▶ Task requirements:
[1] In the account of 14 West 68th Street, about how much did Zinsser pay to move his mansion?
[2] Carry on the account of 14 West 68th Street, picking up after its final sentence.

▶ Selected passage:
14 West 68th Street
Architect: Louis Thouvard
NEW YORK—On West 68th Street, a short distance away from Central Park, sits a building with a curious history.
August Zinsser built a house in 1880 for nearly $100,000 on the corner of Tenth Avenue and 58th Street. “This place,” said Mr. Zinsser, according to a 1895 New York Sun article, “lacks nothing to make it the finest residence locality in New York.”
However, despite high ground, a view of the East River, and respite from malaria and mosquitoes, Zinsser decided to move. The area had become crowded and industrial, bringing noise and pollution.
The final straw came when women, mistaking his home for the nearby, newly built maternity hospital, would climb his steps with admission applications.
Zinsser then paid about $50,000 to move his mansion—4,675 brownstones and about half a million bricks—ten blocks north and almost two avenues west to 14 West 68th Street, brick by brick.
His friends caught wind of the move after Zinsser tried to keep it quiet.
“I’ve got a quiet place now, anyways,” Zinsser said to his friends when they congratulated him, according to a digital scan of the article found on the Fulton History website.
The brownstone was erected in 1895 with a partially connected addition in 1925.

▶ Data for analysis:
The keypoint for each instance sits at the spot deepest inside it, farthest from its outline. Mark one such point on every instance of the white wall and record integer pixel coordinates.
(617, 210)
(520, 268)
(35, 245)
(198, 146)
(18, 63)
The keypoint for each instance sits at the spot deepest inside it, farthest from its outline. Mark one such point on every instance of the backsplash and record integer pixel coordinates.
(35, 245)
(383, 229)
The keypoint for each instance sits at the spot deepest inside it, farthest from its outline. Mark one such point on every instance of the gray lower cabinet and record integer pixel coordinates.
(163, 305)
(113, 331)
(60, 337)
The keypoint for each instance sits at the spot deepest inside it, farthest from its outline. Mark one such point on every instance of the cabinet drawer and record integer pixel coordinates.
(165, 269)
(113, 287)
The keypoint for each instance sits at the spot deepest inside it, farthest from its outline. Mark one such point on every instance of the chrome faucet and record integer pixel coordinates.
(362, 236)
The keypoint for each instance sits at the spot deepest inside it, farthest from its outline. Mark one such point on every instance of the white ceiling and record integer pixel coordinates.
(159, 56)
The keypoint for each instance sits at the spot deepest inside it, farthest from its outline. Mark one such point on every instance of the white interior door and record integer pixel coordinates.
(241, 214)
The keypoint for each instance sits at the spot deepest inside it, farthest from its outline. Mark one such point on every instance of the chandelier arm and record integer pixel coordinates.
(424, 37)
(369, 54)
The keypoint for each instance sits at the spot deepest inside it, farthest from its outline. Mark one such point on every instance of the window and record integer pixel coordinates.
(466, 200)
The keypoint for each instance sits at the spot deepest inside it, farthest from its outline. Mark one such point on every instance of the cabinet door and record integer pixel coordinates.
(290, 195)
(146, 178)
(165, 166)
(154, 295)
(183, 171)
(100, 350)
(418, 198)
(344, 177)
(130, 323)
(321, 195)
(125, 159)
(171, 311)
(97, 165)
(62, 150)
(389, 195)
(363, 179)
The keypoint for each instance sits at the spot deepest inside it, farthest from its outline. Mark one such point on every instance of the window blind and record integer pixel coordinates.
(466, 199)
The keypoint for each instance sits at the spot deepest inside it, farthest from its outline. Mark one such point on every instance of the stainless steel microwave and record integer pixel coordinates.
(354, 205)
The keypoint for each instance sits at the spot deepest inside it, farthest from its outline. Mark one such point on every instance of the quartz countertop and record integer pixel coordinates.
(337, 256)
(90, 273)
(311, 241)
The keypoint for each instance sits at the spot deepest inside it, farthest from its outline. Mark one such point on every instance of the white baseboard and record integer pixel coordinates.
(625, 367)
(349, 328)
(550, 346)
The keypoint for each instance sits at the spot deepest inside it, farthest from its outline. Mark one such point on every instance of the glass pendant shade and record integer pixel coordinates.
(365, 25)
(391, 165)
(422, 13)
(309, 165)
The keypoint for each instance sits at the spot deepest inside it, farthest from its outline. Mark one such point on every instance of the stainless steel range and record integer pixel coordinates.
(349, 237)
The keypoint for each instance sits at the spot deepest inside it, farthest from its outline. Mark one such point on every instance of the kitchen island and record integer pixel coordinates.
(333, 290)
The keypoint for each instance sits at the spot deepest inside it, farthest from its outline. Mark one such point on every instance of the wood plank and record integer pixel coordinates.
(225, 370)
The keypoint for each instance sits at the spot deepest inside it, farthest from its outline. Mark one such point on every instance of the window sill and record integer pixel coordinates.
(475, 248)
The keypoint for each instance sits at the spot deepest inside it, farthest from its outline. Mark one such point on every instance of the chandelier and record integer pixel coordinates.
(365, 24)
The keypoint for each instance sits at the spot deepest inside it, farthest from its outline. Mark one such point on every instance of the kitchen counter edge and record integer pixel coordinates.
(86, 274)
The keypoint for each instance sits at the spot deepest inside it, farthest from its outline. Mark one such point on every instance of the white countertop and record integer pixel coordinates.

▶ Per-task answers:
[1] About $50,000.

[2]
“The building’s age, material, style, details, and scale are among the features which contribute to the special architectural and historic character of the Upper West Side/Central Park West Historic District,” says the Landmark Preservation Commission in a June 2009 document.
Next to the building, a gated terraced garden, with a cobblestone fountain in the center, provides shade.
The structure now has 12 apartments, an elevator, and a laundry room. The latest rental price for a studio apartment is $2,200.
Queen Anne architectural style was used for the brownstone. The style, born in the Victorian Period (post-1860) became popular again in the 1980s. Features include varying roof shapes, wrap-around porches, and large windows.
“A wondrous projecting bracketed copper cornice hover, benignly, over brick limestone and terracotta,” states the AIA Guide to New York City. “Raise your eyes, it gets better as it goes up.”